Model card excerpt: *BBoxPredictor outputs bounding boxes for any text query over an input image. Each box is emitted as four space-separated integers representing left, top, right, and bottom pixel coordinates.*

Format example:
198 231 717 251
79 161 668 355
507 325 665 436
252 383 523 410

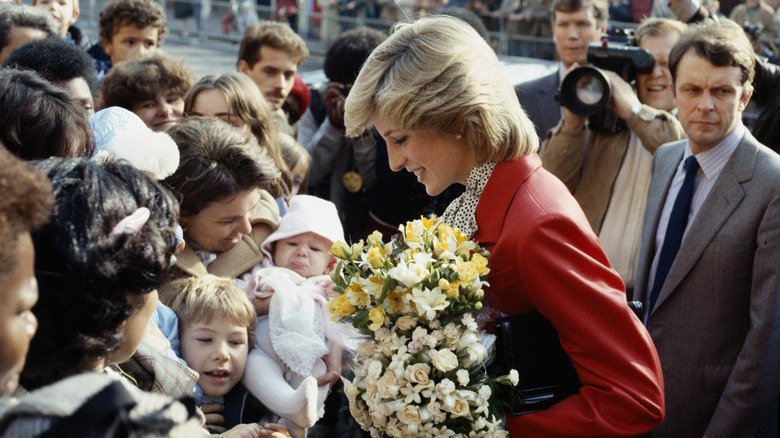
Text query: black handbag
493 312 582 415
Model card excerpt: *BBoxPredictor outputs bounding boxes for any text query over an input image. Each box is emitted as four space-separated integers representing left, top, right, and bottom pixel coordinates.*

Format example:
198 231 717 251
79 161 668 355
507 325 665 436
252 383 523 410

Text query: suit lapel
473 153 542 245
634 141 685 302
655 133 758 309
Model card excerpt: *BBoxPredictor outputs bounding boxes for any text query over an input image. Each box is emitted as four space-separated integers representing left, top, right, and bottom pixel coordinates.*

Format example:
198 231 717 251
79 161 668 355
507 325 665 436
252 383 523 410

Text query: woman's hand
258 423 292 438
252 297 271 316
200 403 226 433
220 423 266 438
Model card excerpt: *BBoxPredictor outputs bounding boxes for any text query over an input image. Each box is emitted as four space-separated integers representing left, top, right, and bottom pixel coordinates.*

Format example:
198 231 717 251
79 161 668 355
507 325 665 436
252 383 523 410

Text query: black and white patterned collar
442 161 496 239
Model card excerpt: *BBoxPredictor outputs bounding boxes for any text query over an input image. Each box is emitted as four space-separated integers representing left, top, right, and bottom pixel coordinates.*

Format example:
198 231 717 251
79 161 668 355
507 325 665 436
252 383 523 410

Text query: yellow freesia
368 307 385 331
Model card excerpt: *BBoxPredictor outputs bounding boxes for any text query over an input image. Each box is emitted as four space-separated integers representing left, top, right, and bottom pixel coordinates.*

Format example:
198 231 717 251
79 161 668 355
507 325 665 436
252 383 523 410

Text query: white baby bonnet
89 106 179 180
260 195 344 260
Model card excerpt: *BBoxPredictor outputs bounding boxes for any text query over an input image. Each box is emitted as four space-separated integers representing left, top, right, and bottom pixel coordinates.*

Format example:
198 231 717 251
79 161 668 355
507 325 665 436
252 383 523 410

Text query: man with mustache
236 21 309 134
539 18 686 292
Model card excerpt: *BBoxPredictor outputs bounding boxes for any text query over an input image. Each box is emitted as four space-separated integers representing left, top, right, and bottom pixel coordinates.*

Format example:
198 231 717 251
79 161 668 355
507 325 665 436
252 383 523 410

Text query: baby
238 195 344 435
168 275 283 437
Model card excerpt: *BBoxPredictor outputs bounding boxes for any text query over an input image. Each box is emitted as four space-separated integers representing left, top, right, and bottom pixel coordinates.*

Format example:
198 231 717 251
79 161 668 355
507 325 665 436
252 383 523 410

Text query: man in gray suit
634 20 780 438
517 0 609 140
==*==
**DIRECTIVE:** How many lines in the records above contain the word "black"? Reply with the number alone.

**FULL ANSWER:** 2